#### [PROBLEMS TO WORK ON]
1) Please list the garnishes that the fish stew recipe suggests adding once the stew is done cooking.
2) Write a continuation of the fish stew recipe, starting after its final line.

#### [DOCUMENT PASSAGE]
○ ○ ○ ○

Moqueca (pronounced “mo-KEH-kah”), is a simple fish stew that we’ve adapted to fit within a keto diet. Our Keto Brazilian Fish Stew uses white fish, coconut milk, lime juice and a variety of colorful vegetables. This is a simple dish that’s full of flavor!
How to Make Moqueca
We start off this dish by marinating the fish in lime juice and salt. We let this sit in the fridge while preparing the stew. The key to making this stew as flavorful as possible is to sauté all of the vegetables. Sautéing the carrot and red pepper will not only help soften the veggies but give the stew its amazing vibrant color. Once all of the vegetables are soften, it’s time to add the seasoning and chicken or fish stock. This soup only needs to simmer for 25 minutes for the flavors to come together and develop. Add coconut milk at the end to help thicken the stew and add its signature flavor.
I have seen this dish being made with salmon, shrimp or white fish. For our recipe, we chose to use Basa as it has a very mild flavor. Cod or Halibut will also be great here. Feel free to use any fish that you like.
Moqueca is a stew that is meant to be served with rice. For our Keto Brazilian Fish Stew you can serve this will cauliflower rice or add extra broth and turn this into a soup (this is what we do)! Adjust the seasoning (salt and pepper) accordingly. Once the stew is done cooking, garnish with fresh cilantro, parsley or green onion.
Keto Brazilian Fish Stew (Moqueca)
- 1 – 1 1/2 lbs White Fish (Basa, Cod, Halibut etc)
- 1-2 Limes Juiced, to marinate the fish.
- 3 tbsp Coconut Oil Or olive oil, canola oil etc.
- 3 Garlic Cloves Minced.
- 100 grams White or Yellow Onion Diced.
- 100 grams Carrot Diced.
- 150 grams Red Bell Pepper Diced, about 1 cup.
- 1 tbsp Tomato Paste
- 1 tbsp Paprika
- 1/8 tsp Red Pepper Flakes
- 275 grams Tomato Diced, about 1.5 cups.
- 1 cup Chicken or Fish Broth Optional, add 1 extra cup of broth if you want this to be more of a soup consistency. Adjust seasoning to taste.

○ ○ ○ ○

#### [DATA SECTION]
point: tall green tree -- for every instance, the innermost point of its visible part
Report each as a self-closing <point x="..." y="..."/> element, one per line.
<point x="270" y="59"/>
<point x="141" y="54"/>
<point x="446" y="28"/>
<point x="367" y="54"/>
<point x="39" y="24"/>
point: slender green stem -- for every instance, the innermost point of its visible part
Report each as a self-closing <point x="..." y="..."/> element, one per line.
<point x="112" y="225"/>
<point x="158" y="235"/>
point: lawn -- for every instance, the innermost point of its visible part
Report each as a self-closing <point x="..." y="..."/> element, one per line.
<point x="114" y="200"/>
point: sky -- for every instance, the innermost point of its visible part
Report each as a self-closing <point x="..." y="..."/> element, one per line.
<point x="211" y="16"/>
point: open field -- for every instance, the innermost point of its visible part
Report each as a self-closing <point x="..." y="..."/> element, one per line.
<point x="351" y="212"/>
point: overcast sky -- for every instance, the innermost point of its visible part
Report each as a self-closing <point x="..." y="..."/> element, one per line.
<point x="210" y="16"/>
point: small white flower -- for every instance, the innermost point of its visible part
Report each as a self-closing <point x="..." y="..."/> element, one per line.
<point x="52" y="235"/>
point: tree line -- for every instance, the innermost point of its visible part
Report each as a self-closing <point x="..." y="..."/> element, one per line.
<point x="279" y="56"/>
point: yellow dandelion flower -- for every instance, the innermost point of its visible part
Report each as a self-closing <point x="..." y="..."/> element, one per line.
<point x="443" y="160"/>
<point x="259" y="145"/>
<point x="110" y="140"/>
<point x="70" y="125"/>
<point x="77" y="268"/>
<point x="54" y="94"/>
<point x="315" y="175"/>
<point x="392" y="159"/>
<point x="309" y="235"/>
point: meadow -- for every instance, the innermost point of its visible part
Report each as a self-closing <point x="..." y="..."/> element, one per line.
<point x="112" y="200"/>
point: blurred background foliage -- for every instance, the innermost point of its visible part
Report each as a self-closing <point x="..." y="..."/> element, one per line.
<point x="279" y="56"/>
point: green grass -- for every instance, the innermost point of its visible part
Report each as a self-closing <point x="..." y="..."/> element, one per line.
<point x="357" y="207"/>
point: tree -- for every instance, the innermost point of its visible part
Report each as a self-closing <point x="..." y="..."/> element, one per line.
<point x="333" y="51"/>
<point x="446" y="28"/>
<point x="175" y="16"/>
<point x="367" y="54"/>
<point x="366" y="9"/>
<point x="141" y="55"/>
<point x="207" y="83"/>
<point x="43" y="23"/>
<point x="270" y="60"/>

○ ○ ○ ○

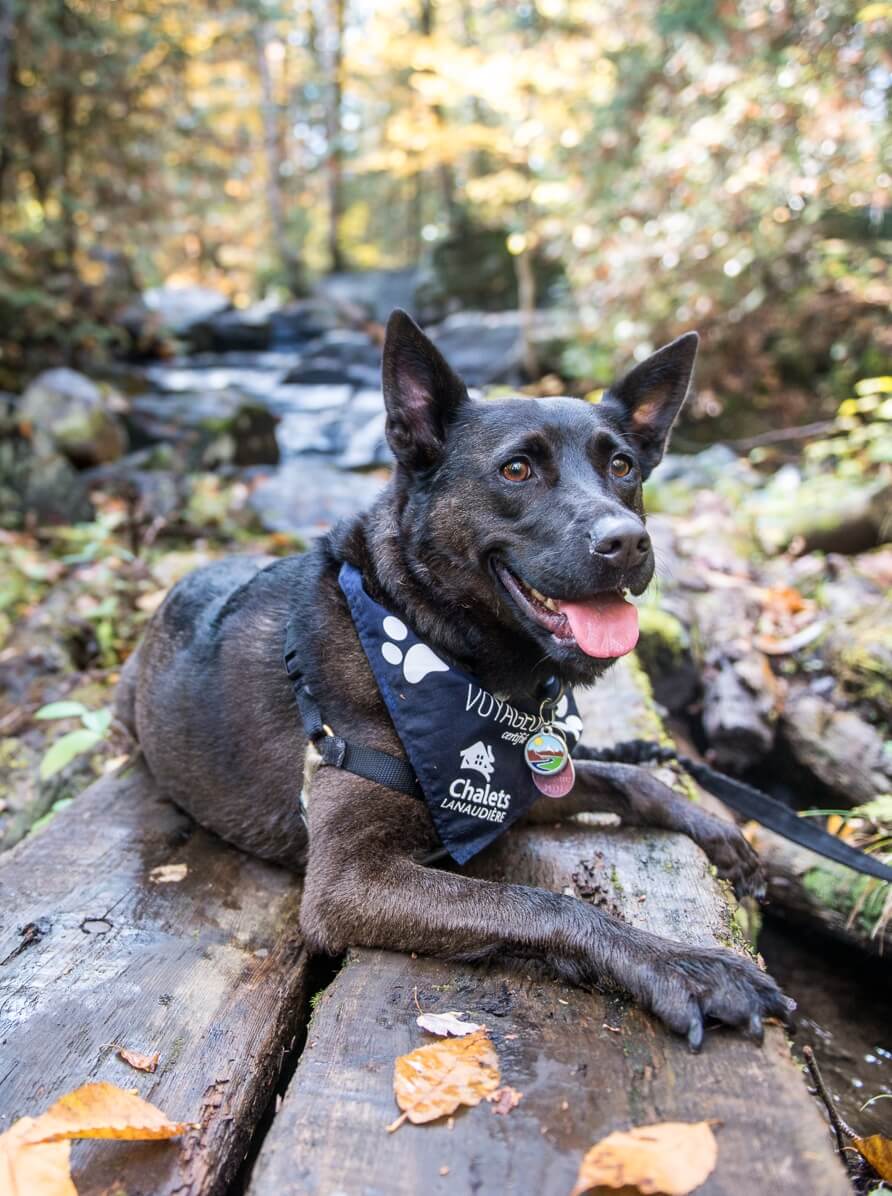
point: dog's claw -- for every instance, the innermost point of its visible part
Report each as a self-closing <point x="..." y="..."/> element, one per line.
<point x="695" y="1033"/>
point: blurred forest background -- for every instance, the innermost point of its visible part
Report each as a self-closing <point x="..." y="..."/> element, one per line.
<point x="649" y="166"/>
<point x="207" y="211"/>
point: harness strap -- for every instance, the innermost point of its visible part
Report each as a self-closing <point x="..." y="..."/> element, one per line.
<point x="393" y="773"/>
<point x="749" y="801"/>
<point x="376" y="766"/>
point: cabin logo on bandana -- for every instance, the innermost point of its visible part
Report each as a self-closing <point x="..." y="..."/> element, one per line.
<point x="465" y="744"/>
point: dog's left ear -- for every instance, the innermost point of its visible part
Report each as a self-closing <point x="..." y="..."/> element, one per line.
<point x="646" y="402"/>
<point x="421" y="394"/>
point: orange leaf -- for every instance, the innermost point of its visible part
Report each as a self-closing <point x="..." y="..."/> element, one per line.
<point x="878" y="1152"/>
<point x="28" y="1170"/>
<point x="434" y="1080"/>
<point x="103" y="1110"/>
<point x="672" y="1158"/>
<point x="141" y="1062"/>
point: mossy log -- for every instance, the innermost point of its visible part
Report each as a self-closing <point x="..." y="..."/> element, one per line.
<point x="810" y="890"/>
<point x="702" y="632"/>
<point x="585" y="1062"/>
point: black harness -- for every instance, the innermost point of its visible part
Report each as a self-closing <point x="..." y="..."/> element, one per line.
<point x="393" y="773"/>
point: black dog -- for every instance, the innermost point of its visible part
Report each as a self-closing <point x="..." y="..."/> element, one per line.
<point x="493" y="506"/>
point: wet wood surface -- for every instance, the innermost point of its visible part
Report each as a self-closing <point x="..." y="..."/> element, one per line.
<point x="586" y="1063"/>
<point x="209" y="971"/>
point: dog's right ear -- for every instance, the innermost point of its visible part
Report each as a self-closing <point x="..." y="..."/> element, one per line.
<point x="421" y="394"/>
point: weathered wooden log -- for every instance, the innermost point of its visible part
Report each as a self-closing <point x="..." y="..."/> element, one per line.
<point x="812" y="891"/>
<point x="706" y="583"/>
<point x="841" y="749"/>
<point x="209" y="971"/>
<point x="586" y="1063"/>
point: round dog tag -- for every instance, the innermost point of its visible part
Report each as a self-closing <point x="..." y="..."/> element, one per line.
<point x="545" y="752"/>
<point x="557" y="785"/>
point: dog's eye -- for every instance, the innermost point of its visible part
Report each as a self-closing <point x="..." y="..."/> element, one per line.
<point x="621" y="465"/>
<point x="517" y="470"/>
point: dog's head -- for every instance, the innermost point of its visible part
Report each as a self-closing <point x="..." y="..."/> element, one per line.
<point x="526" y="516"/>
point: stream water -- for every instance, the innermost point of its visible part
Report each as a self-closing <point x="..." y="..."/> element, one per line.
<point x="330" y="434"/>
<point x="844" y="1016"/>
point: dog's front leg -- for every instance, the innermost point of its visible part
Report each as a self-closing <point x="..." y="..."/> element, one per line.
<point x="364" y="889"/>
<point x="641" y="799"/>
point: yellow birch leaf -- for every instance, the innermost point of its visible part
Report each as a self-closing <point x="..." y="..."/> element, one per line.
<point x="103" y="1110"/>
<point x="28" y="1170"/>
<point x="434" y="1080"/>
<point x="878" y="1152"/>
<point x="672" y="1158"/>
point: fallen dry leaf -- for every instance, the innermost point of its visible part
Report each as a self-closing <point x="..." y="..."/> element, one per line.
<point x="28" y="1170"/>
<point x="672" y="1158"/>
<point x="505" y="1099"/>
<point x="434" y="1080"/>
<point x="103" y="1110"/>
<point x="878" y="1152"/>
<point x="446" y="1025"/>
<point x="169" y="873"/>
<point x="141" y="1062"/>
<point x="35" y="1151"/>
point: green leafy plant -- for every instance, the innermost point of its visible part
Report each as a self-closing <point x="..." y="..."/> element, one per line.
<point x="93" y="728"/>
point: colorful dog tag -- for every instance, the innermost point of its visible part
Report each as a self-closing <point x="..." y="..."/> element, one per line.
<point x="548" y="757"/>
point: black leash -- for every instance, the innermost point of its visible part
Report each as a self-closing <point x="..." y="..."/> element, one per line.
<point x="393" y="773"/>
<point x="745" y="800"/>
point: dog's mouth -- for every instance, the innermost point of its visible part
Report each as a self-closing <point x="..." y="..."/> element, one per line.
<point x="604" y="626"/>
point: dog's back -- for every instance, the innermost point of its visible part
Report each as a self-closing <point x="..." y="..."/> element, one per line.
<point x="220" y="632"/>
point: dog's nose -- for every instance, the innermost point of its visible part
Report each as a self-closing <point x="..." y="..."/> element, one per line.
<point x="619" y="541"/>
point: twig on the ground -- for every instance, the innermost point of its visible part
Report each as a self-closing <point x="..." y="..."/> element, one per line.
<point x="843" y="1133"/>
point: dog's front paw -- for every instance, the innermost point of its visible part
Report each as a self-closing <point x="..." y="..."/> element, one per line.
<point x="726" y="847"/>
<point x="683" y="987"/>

○ ○ ○ ○

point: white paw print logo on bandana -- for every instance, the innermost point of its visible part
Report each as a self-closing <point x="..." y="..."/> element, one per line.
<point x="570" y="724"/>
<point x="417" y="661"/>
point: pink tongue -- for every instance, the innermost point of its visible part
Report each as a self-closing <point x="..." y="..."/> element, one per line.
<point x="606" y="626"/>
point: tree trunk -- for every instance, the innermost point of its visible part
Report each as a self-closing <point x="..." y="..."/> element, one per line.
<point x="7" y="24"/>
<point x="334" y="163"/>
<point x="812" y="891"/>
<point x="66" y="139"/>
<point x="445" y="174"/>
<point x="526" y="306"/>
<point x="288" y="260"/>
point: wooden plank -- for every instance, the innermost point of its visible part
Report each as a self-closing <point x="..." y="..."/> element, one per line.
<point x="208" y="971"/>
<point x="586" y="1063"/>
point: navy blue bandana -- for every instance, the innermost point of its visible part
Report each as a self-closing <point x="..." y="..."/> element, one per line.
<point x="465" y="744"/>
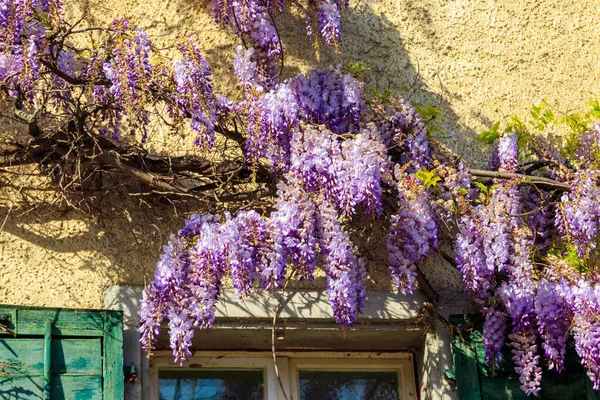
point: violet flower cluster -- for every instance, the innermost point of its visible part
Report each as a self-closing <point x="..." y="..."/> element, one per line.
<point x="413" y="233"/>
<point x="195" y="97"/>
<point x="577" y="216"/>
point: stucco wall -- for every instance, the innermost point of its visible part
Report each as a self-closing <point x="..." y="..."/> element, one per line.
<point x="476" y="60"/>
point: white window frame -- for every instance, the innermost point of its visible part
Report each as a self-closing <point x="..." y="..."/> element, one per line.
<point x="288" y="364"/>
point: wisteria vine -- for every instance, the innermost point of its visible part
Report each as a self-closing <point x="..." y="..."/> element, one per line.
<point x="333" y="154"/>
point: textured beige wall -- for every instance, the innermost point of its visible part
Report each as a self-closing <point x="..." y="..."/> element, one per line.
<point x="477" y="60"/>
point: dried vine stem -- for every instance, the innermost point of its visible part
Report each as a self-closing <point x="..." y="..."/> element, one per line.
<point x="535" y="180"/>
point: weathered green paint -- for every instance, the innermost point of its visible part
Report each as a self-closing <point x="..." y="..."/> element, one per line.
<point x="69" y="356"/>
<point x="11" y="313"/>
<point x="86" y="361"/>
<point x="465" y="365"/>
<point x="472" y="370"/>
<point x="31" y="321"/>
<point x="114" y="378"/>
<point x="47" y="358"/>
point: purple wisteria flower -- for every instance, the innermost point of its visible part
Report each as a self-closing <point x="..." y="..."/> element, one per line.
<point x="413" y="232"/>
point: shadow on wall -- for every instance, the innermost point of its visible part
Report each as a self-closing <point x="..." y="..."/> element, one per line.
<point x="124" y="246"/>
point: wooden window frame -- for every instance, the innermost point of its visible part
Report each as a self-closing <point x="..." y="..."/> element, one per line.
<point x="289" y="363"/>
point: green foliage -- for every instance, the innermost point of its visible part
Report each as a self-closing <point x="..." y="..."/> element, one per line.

○ ○ ○ ○

#### [EXPECTED OUTPUTS]
1) Fresh cilantro, parsley, green onion

2)
- 1 Lemon Juiced.
- 1 Can Coconut Milk, 398 ml
- 1/4 Cup Fresh Cilantro, Parsley or Green Onion
- Salt To Taste.
- Pepper To Taste.
- In a large pot heat oil over medium heat.
- Meanwhile, cut the fish into 2 inch pieces. Marinate with salt and lime juice while the stew is cooking.
- Sauté diced onions in the pot until translucent, about 5 minutes.
- Add minced garlic and sauté until fragrant, about 1-2 minutes.
- Add diced red bell pepper and carrots to the pot and sauté until soft, about 5-7 minutes.
- Stir in tomato paste and cook until fragrant, about 1 minute.
- Add diced tomatoes and paprika to the pot and cook until tomatoes have softened, about 3-4 minutes.
- Add chicken or fish stock along with the red pepper flakes, salt and pepper.
- Bring to a boil and allow to simmer for about 15 minutes.
- Add 1 can of coconut milk to the pot and simmer for another 10 minutes.
- Once the flavors for the stew have developed, add the fish and lemon juice to the pot and cook for about 5 minutes (the fish will cook very quickly).
- Turn off the heat and add chopped parsley, cilantro or green onion.
- Serve on it's own or with cauliflower rice.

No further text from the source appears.